**The task:** Return every row below verbatim, omitting the pictures.
*****
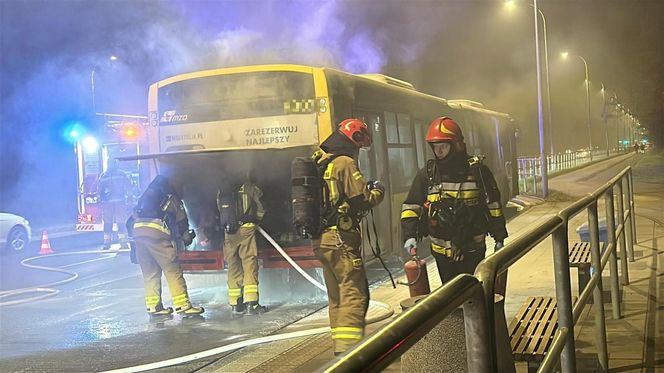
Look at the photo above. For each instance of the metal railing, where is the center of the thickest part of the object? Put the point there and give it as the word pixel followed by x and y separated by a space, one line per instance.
pixel 625 232
pixel 530 168
pixel 377 351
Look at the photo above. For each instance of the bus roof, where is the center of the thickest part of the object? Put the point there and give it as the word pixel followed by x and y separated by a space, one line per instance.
pixel 475 106
pixel 236 70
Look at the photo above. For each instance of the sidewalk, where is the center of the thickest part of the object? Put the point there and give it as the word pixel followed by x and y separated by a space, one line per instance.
pixel 637 338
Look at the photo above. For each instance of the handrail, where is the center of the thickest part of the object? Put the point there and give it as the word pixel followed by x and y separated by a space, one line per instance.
pixel 380 349
pixel 494 265
pixel 377 351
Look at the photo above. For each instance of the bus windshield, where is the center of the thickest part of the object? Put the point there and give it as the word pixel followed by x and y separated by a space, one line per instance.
pixel 236 96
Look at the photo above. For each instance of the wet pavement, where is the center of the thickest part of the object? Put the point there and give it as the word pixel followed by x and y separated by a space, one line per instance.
pixel 97 322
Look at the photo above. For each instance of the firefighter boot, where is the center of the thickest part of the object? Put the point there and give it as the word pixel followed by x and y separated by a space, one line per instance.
pixel 160 312
pixel 191 311
pixel 239 308
pixel 253 308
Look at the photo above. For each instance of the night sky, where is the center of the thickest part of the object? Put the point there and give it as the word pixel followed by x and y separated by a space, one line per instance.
pixel 475 50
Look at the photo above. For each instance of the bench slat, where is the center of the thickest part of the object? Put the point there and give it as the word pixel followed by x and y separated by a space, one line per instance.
pixel 539 341
pixel 531 331
pixel 530 307
pixel 536 327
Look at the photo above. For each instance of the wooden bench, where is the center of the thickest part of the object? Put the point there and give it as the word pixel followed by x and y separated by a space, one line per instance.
pixel 579 257
pixel 532 330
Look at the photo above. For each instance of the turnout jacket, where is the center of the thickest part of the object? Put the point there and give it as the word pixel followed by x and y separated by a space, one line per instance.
pixel 173 223
pixel 347 190
pixel 457 200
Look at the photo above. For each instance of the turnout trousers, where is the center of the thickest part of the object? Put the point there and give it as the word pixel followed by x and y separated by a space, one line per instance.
pixel 241 255
pixel 449 269
pixel 157 256
pixel 347 286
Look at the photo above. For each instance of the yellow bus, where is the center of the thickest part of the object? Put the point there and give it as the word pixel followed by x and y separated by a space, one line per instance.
pixel 211 128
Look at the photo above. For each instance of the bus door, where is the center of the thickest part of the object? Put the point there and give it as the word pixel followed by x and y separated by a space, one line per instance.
pixel 373 165
pixel 88 169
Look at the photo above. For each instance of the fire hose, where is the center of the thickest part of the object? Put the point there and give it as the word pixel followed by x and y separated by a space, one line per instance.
pixel 47 288
pixel 251 342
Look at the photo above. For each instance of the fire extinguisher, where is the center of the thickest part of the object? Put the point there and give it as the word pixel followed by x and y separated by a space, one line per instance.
pixel 418 278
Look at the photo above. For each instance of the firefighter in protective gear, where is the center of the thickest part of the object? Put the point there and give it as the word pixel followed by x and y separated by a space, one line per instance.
pixel 347 198
pixel 159 220
pixel 240 249
pixel 457 198
pixel 114 190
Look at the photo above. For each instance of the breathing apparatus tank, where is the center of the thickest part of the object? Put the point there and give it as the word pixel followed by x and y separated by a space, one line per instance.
pixel 228 215
pixel 306 193
pixel 418 278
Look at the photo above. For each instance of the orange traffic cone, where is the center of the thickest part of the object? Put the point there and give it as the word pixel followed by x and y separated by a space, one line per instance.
pixel 46 246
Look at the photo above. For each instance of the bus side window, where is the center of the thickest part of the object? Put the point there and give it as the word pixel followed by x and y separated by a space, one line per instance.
pixel 401 153
pixel 342 108
pixel 391 126
pixel 420 133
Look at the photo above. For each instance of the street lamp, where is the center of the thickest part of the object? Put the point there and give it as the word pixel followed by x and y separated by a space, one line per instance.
pixel 604 116
pixel 511 4
pixel 540 123
pixel 590 137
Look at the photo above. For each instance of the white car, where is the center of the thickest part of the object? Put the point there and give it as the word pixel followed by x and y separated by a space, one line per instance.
pixel 15 233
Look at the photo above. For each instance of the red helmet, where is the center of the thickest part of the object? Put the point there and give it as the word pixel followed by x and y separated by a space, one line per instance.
pixel 357 131
pixel 444 129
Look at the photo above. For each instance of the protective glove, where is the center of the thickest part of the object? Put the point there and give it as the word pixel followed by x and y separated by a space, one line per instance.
pixel 371 185
pixel 457 254
pixel 188 237
pixel 231 228
pixel 410 246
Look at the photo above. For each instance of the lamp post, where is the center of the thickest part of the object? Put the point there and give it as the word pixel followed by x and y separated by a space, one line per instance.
pixel 604 116
pixel 540 119
pixel 92 87
pixel 590 137
pixel 543 161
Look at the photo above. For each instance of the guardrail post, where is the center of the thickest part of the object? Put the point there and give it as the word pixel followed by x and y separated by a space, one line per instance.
pixel 613 262
pixel 564 295
pixel 632 213
pixel 629 206
pixel 596 259
pixel 623 246
pixel 477 325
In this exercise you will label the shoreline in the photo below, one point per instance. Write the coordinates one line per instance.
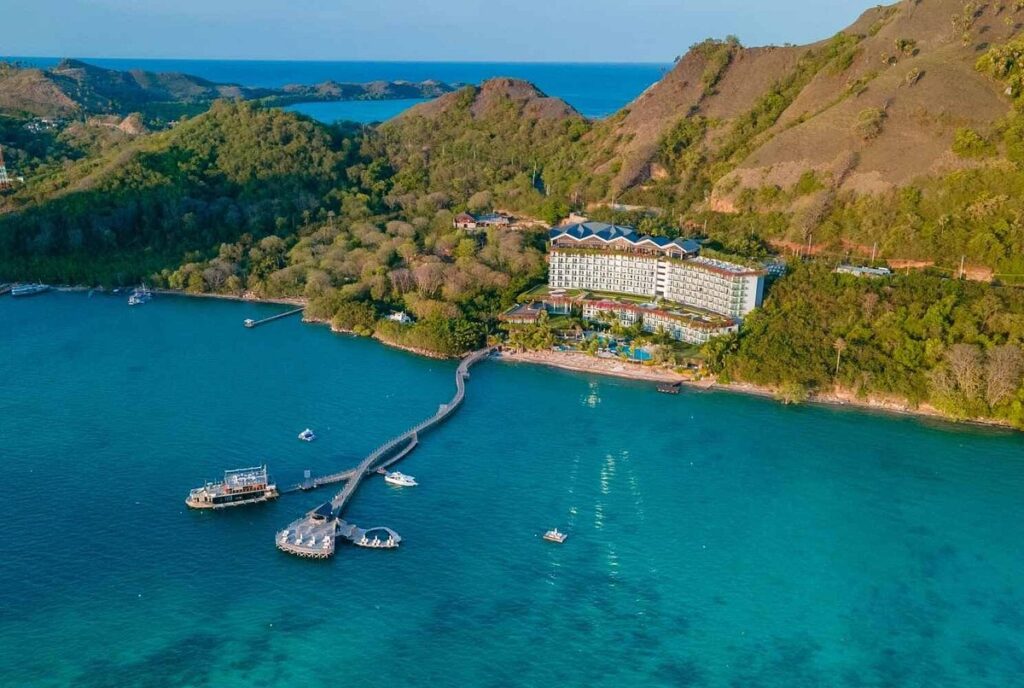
(248, 297)
(581, 362)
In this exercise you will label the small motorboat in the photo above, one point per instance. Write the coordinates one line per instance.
(400, 479)
(139, 296)
(554, 535)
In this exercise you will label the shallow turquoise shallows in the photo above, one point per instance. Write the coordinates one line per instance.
(715, 540)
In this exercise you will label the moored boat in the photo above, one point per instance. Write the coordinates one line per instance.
(139, 296)
(400, 479)
(554, 535)
(240, 486)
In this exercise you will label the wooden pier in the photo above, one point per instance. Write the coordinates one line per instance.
(249, 323)
(315, 534)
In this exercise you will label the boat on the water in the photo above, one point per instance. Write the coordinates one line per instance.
(29, 290)
(400, 479)
(554, 535)
(139, 296)
(240, 486)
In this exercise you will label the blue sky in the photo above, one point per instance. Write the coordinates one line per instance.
(410, 30)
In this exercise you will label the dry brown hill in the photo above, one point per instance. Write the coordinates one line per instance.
(873, 108)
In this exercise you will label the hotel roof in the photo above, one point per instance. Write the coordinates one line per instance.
(611, 232)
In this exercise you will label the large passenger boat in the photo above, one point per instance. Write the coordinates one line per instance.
(243, 485)
(29, 290)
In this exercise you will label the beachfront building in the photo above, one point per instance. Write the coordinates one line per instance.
(680, 324)
(602, 257)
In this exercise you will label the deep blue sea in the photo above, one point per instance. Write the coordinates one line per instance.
(594, 89)
(715, 540)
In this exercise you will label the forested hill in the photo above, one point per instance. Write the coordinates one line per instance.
(505, 137)
(76, 88)
(238, 169)
(899, 136)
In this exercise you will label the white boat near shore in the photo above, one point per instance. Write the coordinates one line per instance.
(400, 479)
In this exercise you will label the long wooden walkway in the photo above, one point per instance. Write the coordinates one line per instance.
(314, 534)
(249, 323)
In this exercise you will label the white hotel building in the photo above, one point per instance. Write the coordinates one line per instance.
(600, 257)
*****
**Exercise output:**
Look at the photo above. For each instance of the metal railing, where is the center of the thickest part of the object? Put the point there and give it as the word pixel followed by x and y separated by a space, one line per instance.
pixel 625 232
pixel 530 168
pixel 377 351
Look at the photo above. For each instance of the bus roof, where is the center of the thickest part of the object? Put the point there and give it as the word pixel followed by x and y separated by a space, one line per instance.
pixel 475 106
pixel 236 70
Look at the photo above. For each instance of the sidewalk, where is the center of the thickest part of the object? Put the point there and give it as the word pixel followed by x and y separated by a space, one line per instance.
pixel 637 338
Look at the photo above. For each instance of the handrail, where is the center of the thickest part of the object? Put the point there and give it as the word pixel followed by x and y separated by a space, one line per instance.
pixel 380 349
pixel 494 265
pixel 377 351
Look at the photo above. For each instance of the bus windshield, where is the center of the thickest part of the object? Put the point there and give it as the word pixel followed by x and y separated by a space, one line per instance.
pixel 236 96
Look at the photo above. For each instance of the wet pavement, where is the center of the thickest part of the object? Put the point there and give it as the word pixel followed by x and y separated by a space, one line per instance.
pixel 97 322
Look at the photo above. For each instance of the firefighter boot, where is the center of the thickest part of the object? Put the point there and give it as the word pixel followed by x and y separated by a space, one line per instance.
pixel 160 312
pixel 191 311
pixel 239 308
pixel 253 308
Look at the photo above. For each instance of the night sky, where is the center of the thickest part of the object? Put the point there and give it as the word pixel followed by x and y separated by a space, one line per instance.
pixel 475 50
Look at the photo above. For each instance of the bench slat, where is the center of the thickest part of the object? Put the point there and give it as the word pixel followed by x and y separated by a space, one line per instance.
pixel 539 341
pixel 531 331
pixel 530 307
pixel 536 327
Look at the photo above. For each instance of the wooden bench, where is the center of the thickest part of the object? Put the point there and give it as the word pixel followed by x and y separated by a space, one line per instance.
pixel 579 257
pixel 532 330
Look at the photo above. For each instance of the turnout jacket, where is the center of the thickest part of the object? Put the point there and give it as the word pixel followed by x and y separated by a space, one line per instance.
pixel 173 223
pixel 347 190
pixel 457 200
Look at the photo above. For each instance of the turnout trousers, where is the center of the thickest part of the object? Put the point there and give it as the word pixel followed by x and y separated by a space, one line per instance.
pixel 241 255
pixel 449 269
pixel 157 256
pixel 347 286
Look at the photo above. For each instance of the yellow bus, where is the center of the thickest part of the object? Put the point there and give it as the word pixel followed by x and y separated by a space, one line per instance.
pixel 211 128
Look at the photo above. For each instance of the bus door, where is the center of the thickest part of the object? Put the point there and give it as the word pixel followed by x and y separated by a space, one line per instance.
pixel 373 165
pixel 88 169
Look at the photo above. For each instance of the fire hose, where is the center of the thickest part of the object? Put the point there and give it as the word pixel followed by x and y separated by a space, one line per instance.
pixel 47 288
pixel 251 342
Look at the photo above. For each instance of the fire extinguisher, where is the center of the thickest part of the object? Put the point there and give it as the word pixel followed by x and y separated by a space, one line per instance.
pixel 418 278
Look at the photo above. For each instance of the firefighter in protective gear, where is the center of the thickest part of the object? Put the point there and give it as the word pixel followed by x and y separated by a space, one line per instance.
pixel 347 198
pixel 159 220
pixel 240 249
pixel 457 198
pixel 114 190
Look at the photo above. For each instance of the breathing apparatus tank, where is the center of the thickest part of the object? Put the point there and give it as the word pixel followed by x and y separated by a space, one line per instance.
pixel 228 215
pixel 306 193
pixel 418 278
Look at the photo above. For each instance of the orange traffic cone, where is the center of the thickest part of the object? Put the point there and give it as the word pixel followed by x and y separated by a space, one line per instance.
pixel 46 246
Look at the photo above. For each instance of the bus side window, where is the center of the thickest part of the object? Put the point there and give it as the word pixel followed by x and y separated by a space, one line per instance.
pixel 401 153
pixel 342 108
pixel 391 126
pixel 420 133
Look at the photo above. For each instance of the street lamp, where is the center of the thickest part of the object? Put the point there and give it as the word pixel followed by x and y separated by a space, one line per instance.
pixel 604 116
pixel 511 4
pixel 540 123
pixel 590 137
Look at the photo above. For each instance of the white car, where is the center of the thickest part of the object? Put the point there and give it as the word pixel followed by x and y separated by a space, one line per instance.
pixel 15 233
Look at the photo above. For each instance of the red helmet, where is the center of the thickest part of the object? Put the point there and give it as the word pixel followed by x and y separated by a space, one line per instance.
pixel 357 131
pixel 444 129
Look at the photo above. For each instance of the protective glove, where is the center of the thickest part of the object? Put the point there and give it as the word pixel followed by x and y separated by a space, one line per instance.
pixel 371 185
pixel 457 254
pixel 188 237
pixel 231 228
pixel 410 246
Look at the photo above. For each instance of the lamp post, where is the center of the thickest part of the object? Put the point there and give it as the word pixel followed by x and y separated by a space, one line per instance.
pixel 604 116
pixel 540 119
pixel 92 87
pixel 590 137
pixel 543 161
Look at the photo above. For each instance of the guardrail post, where is the center of the thickest part of the object? Put the point there and give it as the word pixel followed by x and y separated by a space, one line per instance.
pixel 613 262
pixel 564 295
pixel 632 213
pixel 629 206
pixel 596 259
pixel 623 246
pixel 477 325
In this exercise you will label the shoreline in the photo below, one point per instance. Write the coordinates one line per instance.
(248, 297)
(581, 362)
In this exercise you will label the small motorboat in the photo above, one point per instance. Write the coordinates one line per instance.
(400, 479)
(139, 296)
(554, 535)
In this exercise you will label the shallow turquoise shallows in the photo above, one point per instance. Write the coordinates one line per instance.
(715, 540)
In this exercise you will label the moored boat in the photo above, one point per instance. Write the coordinates one line per instance.
(139, 296)
(400, 479)
(554, 535)
(240, 486)
In this exercise you will label the wooden pier in the photo above, one point per instance. Write the coordinates one line per instance.
(249, 323)
(315, 534)
In this exercise you will label the boat on the water in the photo above, one point per instance. Write the coordinates one line per instance.
(29, 290)
(400, 479)
(554, 535)
(139, 296)
(240, 486)
In this exercise you will label the blue sky in the photo above, one point per instance. Write the coordinates one line per instance.
(410, 30)
In this exercise you will label the dry brown hill in the photo above, one point per instance. Write the coordinates one line per instance.
(873, 108)
In this exercise you will label the hotel roof in the photo above, one point per instance. Write the coordinates one line per instance.
(611, 232)
In this exercise you will label the large passenger boat in the photo above, one point per instance. Write the coordinates one line per instance.
(243, 485)
(29, 290)
In this exercise you will label the beachfront building in the photo above, one point per instance. Write the coordinates one line per instance.
(680, 324)
(602, 257)
In this exercise you will label the deep blue sea in the photo above, one point per instance. Write the coordinates one line per instance.
(594, 89)
(715, 540)
In this exercise you will label the forested hill in the photo above, one point per instance. Write the coordinates one line per instance.
(505, 137)
(76, 88)
(238, 169)
(899, 136)
In this exercise you will label the white boat near shore in the photo above, one point per instance. Write the coordinates one line per instance.
(400, 479)
In this exercise you will label the long wooden walkway in the photo above, one point per instance. Write the coordinates one line per instance.
(314, 534)
(249, 323)
In this exercise you will label the white hotel building in the photo above, one point per instance. Write the coordinates one line per instance.
(600, 257)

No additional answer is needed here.